Instructions for the task:
Reproduce the lines below from the one that contains "Wanted | a point on the power" through the end, inclusive, and add nothing.
───── Given data
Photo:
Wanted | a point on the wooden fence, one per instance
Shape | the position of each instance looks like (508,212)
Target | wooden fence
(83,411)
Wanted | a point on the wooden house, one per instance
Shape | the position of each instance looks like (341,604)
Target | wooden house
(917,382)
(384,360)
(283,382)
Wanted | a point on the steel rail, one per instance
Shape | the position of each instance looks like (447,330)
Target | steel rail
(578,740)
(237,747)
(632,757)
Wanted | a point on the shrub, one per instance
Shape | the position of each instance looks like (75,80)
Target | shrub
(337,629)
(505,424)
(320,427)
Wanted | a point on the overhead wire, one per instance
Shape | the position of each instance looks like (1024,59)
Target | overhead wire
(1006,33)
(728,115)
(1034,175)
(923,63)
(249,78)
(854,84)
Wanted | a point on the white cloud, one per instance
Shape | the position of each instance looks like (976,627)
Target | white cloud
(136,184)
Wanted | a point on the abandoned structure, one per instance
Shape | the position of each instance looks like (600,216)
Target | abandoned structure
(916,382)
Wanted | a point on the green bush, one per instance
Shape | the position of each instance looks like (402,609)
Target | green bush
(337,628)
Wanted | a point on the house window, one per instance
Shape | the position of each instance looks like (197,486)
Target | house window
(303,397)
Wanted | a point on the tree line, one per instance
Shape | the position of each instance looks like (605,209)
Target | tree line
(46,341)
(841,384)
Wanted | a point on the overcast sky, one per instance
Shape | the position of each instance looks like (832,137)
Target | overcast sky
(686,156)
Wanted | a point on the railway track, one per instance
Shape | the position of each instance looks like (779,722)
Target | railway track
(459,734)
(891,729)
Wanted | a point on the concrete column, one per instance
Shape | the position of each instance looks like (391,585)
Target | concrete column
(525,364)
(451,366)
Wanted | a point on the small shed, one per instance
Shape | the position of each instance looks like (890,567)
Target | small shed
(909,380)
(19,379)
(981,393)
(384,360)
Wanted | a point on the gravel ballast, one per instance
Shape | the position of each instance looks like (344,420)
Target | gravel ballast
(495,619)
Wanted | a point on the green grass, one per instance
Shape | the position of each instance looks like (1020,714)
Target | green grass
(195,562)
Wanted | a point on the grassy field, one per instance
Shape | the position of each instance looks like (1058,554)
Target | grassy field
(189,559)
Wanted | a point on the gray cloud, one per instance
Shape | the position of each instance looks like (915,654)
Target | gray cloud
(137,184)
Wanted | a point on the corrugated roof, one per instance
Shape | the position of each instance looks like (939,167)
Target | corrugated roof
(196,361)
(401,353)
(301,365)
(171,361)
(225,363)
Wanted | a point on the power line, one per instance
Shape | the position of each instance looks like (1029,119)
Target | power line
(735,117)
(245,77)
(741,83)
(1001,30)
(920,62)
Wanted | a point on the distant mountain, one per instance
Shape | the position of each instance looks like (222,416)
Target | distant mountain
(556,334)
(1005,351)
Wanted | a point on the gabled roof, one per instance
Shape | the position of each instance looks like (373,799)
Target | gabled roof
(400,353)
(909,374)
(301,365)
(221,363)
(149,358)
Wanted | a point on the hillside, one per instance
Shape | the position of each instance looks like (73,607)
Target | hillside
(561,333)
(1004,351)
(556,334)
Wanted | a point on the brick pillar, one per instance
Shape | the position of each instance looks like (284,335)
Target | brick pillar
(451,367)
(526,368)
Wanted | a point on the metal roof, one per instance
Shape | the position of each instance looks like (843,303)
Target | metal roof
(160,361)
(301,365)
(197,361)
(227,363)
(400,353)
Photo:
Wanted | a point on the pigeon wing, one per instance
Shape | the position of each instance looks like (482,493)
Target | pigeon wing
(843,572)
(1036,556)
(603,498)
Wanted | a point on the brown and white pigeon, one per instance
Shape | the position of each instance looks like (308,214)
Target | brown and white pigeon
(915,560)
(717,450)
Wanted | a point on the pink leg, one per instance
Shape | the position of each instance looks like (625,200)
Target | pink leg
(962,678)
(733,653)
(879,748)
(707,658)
──────────
Expected answer:
Wanted | a point on the power line, one per instance
Shape | the position of each instance looks like (1029,119)
Target | power line
(735,117)
(245,77)
(741,83)
(1001,30)
(920,62)
Wanted | a point on the distant mountain, one per instance
Shape | the position of each instance looks like (222,416)
Target | distant mountain
(556,334)
(1005,351)
Wanted | a point on the gabled roof, one per instance
Shape | the position of each instance looks like (373,799)
Target | gabled roof
(400,353)
(909,374)
(301,365)
(221,363)
(149,358)
Wanted | a point on the hillside, one per instance
Shape | the position of each instance looks like (73,607)
Target | hillside
(561,333)
(1004,351)
(556,334)
Wanted | a point on the brick pillar, one per instance
Shape | the position of each instance looks like (284,335)
Target | brick pillar
(451,367)
(526,368)
Wanted | a point on the metal roof, one per instance
Shape | the position of each instance looks like (843,303)
Target | metal roof
(160,361)
(301,365)
(197,361)
(227,363)
(400,353)
Photo:
Wanted | a point on the pigeon wing, one per instance
Shape | the position of each instance looks like (482,493)
Target | pigeon wing
(843,572)
(1036,556)
(603,498)
Wanted | a point on the brown and white pigeon, one per instance
Shape | the position of each instance looks like (308,214)
Target | brown and white pigeon
(915,560)
(717,450)
Wanted | a point on the pink leg, one per instance
Shape | the position of each instance looks like (625,200)
Target | pink leg
(962,678)
(733,653)
(879,748)
(707,658)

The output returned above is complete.